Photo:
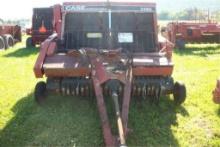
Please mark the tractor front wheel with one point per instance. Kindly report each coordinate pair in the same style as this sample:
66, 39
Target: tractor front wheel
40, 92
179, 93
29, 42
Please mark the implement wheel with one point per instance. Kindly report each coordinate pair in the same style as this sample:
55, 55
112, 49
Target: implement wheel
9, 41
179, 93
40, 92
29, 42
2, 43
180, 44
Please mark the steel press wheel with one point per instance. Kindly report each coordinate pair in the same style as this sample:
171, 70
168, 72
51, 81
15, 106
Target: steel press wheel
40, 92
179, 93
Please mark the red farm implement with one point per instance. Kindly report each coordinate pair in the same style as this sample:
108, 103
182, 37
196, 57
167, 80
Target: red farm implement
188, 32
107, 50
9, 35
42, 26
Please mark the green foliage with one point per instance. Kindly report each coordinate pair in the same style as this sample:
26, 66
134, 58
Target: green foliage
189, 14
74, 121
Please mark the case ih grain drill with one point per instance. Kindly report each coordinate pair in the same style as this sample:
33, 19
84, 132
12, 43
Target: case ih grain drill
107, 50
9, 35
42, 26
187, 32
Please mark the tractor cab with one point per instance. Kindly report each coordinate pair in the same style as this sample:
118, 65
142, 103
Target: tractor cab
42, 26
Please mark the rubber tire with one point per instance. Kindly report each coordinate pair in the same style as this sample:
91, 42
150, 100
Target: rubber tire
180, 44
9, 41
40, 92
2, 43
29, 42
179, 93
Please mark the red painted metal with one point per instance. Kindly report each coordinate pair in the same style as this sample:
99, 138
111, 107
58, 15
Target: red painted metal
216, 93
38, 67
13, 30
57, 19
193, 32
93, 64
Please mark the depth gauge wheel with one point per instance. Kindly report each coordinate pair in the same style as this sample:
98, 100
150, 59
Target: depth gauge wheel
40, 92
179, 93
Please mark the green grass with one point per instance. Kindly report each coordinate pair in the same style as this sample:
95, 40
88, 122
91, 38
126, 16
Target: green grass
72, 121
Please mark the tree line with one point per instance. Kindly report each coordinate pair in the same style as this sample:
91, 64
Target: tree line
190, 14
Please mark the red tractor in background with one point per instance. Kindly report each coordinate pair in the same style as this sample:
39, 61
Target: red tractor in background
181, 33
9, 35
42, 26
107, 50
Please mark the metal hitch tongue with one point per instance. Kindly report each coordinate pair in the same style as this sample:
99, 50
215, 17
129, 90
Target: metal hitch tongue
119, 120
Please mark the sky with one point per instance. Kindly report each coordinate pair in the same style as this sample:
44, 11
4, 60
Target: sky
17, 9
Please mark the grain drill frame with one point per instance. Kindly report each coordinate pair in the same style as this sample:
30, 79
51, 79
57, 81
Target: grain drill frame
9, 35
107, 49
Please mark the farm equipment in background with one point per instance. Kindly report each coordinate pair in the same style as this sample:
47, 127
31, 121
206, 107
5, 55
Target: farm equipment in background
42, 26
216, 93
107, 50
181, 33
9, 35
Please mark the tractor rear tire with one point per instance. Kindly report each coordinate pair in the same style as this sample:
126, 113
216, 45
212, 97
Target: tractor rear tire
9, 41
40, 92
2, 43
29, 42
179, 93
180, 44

==

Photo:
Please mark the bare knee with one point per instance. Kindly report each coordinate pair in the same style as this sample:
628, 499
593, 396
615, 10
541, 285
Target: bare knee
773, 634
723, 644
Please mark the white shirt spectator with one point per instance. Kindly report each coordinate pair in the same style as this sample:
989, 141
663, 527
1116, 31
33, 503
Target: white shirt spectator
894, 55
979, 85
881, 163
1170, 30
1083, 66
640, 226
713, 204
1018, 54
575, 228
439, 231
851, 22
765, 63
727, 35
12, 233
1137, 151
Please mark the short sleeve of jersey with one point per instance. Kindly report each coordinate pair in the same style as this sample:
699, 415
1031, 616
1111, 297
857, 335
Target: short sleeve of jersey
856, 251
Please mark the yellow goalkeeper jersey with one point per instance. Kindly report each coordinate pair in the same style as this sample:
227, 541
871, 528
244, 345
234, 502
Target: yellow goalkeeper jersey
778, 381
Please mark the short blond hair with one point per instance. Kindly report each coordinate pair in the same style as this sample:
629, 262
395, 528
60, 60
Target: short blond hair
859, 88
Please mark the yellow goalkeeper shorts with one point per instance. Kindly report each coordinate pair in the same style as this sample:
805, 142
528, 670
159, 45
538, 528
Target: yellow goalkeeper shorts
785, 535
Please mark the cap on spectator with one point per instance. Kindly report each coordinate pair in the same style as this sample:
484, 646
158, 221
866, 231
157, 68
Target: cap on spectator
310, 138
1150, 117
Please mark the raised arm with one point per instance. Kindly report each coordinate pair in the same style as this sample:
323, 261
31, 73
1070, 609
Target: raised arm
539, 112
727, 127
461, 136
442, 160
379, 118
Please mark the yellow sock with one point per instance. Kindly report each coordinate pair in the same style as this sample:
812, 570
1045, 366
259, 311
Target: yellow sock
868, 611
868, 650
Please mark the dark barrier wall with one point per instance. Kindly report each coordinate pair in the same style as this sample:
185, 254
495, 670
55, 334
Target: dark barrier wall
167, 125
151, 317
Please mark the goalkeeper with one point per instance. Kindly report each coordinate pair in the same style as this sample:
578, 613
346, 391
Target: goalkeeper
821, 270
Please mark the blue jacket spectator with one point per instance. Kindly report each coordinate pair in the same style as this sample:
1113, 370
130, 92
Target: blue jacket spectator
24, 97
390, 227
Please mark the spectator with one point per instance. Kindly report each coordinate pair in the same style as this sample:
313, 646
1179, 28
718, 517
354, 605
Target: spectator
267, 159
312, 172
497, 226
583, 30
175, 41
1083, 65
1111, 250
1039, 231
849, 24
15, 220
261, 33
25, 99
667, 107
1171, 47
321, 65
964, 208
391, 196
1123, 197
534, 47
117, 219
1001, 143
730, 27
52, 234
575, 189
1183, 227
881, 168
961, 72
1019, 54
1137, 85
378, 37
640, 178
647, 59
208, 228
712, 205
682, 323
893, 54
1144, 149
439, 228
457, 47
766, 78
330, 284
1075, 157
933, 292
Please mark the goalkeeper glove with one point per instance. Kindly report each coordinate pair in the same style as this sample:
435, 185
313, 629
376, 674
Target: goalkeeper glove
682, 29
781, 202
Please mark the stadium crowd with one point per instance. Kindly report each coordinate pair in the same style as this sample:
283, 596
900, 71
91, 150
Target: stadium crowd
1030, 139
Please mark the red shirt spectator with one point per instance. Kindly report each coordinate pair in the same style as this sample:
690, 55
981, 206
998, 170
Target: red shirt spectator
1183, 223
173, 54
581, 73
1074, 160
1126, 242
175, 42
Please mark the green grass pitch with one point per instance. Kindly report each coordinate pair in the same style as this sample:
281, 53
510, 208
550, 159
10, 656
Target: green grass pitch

■ Task details:
Within the data above, filter for lines containing the word "pitch" and copy each one.

■ Solution for this exercise:
Please mark the green grass pitch with one point per instance. Kindly report each coordinate pair in the same style as this sample:
Target: green grass pitch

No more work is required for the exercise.